QUOTED TEXT:
How is editorial judgment incorporated into algorithmic programming?

Algorithmic programming comprises three steps: (1) Pooling: Creating a pool of eligible stories for the specific module; (2) Ranking: Sorting stories by a ranking mechanism; and (3) Finishing: Applying editorial guardrails and business rules to ensure the final output of stories meets our standards. Editorial judgment is incorporated into all of these steps, in different ways.

To make an algorithmic recommendation, we first need a pool of articles eligible to appear in a given home page module. A pool can be either manually curated by editors or automatically generated via a query based on rules set by the newsroom.

A pool typically includes more stories than the number of slots available in the module, so we need a mechanism to rank them to determine which ones to show first and in what order. While there are various ways to rank stories, the algorithm we frequently use on the home page is a contextual bandit, a reinforcement learning method (see our previous blog post for more information). In its simplest form, a bandit recommends the same set of engaging articles to all users; the “contextual” version uses additional reader information (e.g., reading history or geographical location) to adjust the recommendations and make the experience more relevant for each reader. For an example of the geo-personalized bandit, see here.

INFORMATION SHOWN:

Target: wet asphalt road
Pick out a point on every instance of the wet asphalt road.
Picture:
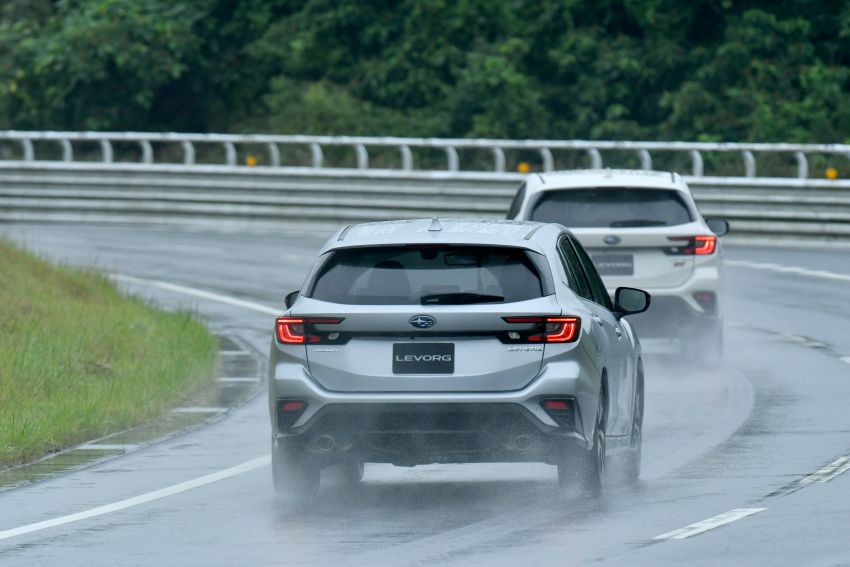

WHAT IS EXPECTED: Continue the passage on how editorial judgment shapes algorithmic programming, picking up right after its last sentence.

RESULT FOR THIS TASK:
To prioritize mission-driven and significant stories, we use several approaches to quantify editorial importance. One approach is having editors assign a rank to each story in the pool, with more recent and newsworthy stories generally considered more important. Another method infers a story’s importance based on its past promotion on the homepage, where stories that remain in prominent positions for longer are rated as more important. Regardless of the approach, editorial importance can be combined with the bandit to ensure that editorial judgment is incorporated into the ranking process, thus prioritizing stories deemed important by the newsroom.

Once we have a ranked list of stories, we make final adjustments based on predetermined rules developed with our newsroom partners before stories are shown to readers. One such intervention we developed is a “pinning” function that allows editors to override the algorithm and pin important stories at the top. Other important examples are our “already-read” and “already-seen” filters, which deprioritize stories that the user has already read or seen a certain number of times (Figure 2). This finishing step ensures that editorial judgment shapes the final output and that we maintain a dynamic and fresh user experience.

How do we set up an algorithmically powered module on the home page?

The process begins with clearly defining editorial intentions, standards, and boundaries as well as reader goals, and then designing algorithms appropriately. To illustrate the process, consider the above-mentioned features module (Figure 1): Content in this module is among the most widely read on the home page. The goal of algorithmic programming for this module is to increase engagement by presenting readers with freshly published features and columns and also to ensure that the most relevant and engaging stories are subsequently displayed.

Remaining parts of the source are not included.